▶ [GIVEN PROBLEM]: Omit the images, then output each of the records below exactly.

▶ [DATA LISTING]:
::::::::

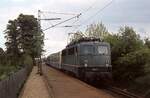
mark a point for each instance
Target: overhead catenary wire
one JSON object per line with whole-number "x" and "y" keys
{"x": 62, "y": 22}
{"x": 58, "y": 13}
{"x": 83, "y": 23}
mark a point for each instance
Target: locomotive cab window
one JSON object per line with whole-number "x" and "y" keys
{"x": 102, "y": 50}
{"x": 71, "y": 51}
{"x": 87, "y": 49}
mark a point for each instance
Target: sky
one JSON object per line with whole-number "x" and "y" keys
{"x": 119, "y": 13}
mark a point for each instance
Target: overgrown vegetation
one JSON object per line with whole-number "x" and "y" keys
{"x": 24, "y": 43}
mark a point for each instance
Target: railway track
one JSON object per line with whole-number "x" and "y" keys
{"x": 122, "y": 92}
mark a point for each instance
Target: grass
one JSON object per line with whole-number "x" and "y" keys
{"x": 7, "y": 70}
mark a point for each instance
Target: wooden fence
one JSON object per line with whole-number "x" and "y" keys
{"x": 10, "y": 87}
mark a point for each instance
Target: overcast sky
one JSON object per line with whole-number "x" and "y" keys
{"x": 133, "y": 13}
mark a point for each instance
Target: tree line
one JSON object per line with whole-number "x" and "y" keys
{"x": 24, "y": 42}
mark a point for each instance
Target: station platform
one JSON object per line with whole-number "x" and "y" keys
{"x": 65, "y": 86}
{"x": 35, "y": 86}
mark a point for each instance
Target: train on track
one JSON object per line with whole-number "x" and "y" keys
{"x": 87, "y": 58}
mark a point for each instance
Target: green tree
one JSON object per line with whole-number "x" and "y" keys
{"x": 130, "y": 40}
{"x": 12, "y": 43}
{"x": 31, "y": 40}
{"x": 2, "y": 57}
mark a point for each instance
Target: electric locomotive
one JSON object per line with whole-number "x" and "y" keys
{"x": 87, "y": 58}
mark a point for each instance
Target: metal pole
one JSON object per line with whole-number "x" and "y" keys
{"x": 39, "y": 31}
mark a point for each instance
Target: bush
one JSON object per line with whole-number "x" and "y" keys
{"x": 132, "y": 65}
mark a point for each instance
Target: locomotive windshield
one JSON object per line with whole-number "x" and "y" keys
{"x": 102, "y": 50}
{"x": 87, "y": 49}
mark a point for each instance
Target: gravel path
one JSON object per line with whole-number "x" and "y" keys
{"x": 63, "y": 86}
{"x": 35, "y": 86}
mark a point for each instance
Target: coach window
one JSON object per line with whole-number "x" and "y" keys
{"x": 71, "y": 51}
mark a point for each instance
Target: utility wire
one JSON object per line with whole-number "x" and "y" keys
{"x": 83, "y": 23}
{"x": 77, "y": 16}
{"x": 83, "y": 12}
{"x": 58, "y": 13}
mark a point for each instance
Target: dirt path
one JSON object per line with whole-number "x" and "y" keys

::::::::

▶ [EXERCISE RESPONSE]:
mark a point for each instance
Target: overhead catenary wire
one JSON object per line with whole-number "x" and "y" keys
{"x": 62, "y": 22}
{"x": 58, "y": 13}
{"x": 83, "y": 23}
mark a point for each instance
Target: locomotive cab window
one JSON object per line with whole-number "x" and "y" keys
{"x": 102, "y": 50}
{"x": 71, "y": 51}
{"x": 87, "y": 49}
mark a point for each instance
Target: sky
one JSON object per line with whole-number "x" and "y" keys
{"x": 119, "y": 13}
mark a point for each instance
Target: overgrown vegetation
one JSON object per line with whole-number "x" and "y" keys
{"x": 24, "y": 43}
mark a point for each instance
Target: railway track
one JSON object per line with whole-number "x" and "y" keys
{"x": 122, "y": 92}
mark a point for each instance
Target: grass
one JSON object per line with whole-number "x" and "y" keys
{"x": 7, "y": 70}
mark a point for each instance
Target: wooden fence
one JSON object per line with whole-number "x" and "y" keys
{"x": 10, "y": 87}
mark a point for each instance
Target: overcast sky
one JSON object per line with whole-number "x" and "y" keys
{"x": 133, "y": 13}
mark a point for each instance
Target: tree line
one JSON object per line with whole-number "x" and "y" keys
{"x": 24, "y": 42}
mark a point for each instance
Target: station platform
one JSON object per line with whole-number "x" and "y" keys
{"x": 65, "y": 86}
{"x": 35, "y": 86}
mark a point for each instance
Target: train on track
one JSON object per line with whole-number "x" and "y" keys
{"x": 87, "y": 58}
mark a point for each instance
Target: green tree
one JSON object per line with whole-number "x" and "y" keys
{"x": 130, "y": 40}
{"x": 12, "y": 43}
{"x": 31, "y": 40}
{"x": 2, "y": 57}
mark a point for each instance
Target: electric locomotive
one JSON object per line with whole-number "x" and "y" keys
{"x": 87, "y": 58}
mark a point for each instance
Target: metal pole
one JSON object per line with whole-number "x" and "y" keys
{"x": 39, "y": 31}
mark a point for each instance
Target: bush
one JSON object per line with whole-number "x" and "y" keys
{"x": 132, "y": 65}
mark a point for each instance
Target: locomotive windshield
one JSON object per line with whole-number "x" and "y" keys
{"x": 102, "y": 50}
{"x": 87, "y": 49}
mark a point for each instance
Target: gravel path
one JSON object per line with whole-number "x" and "y" keys
{"x": 63, "y": 86}
{"x": 35, "y": 86}
mark a point for each instance
Target: coach window
one JSON object per line with whole-number "x" and "y" keys
{"x": 71, "y": 51}
mark a point for each instance
Target: utility wire
one JSON object per line with whole-number "x" and "y" keys
{"x": 83, "y": 23}
{"x": 77, "y": 16}
{"x": 83, "y": 12}
{"x": 58, "y": 13}
mark a point for each instance
Target: dirt path
one JSON object per line with whole-number "x" and "y" keys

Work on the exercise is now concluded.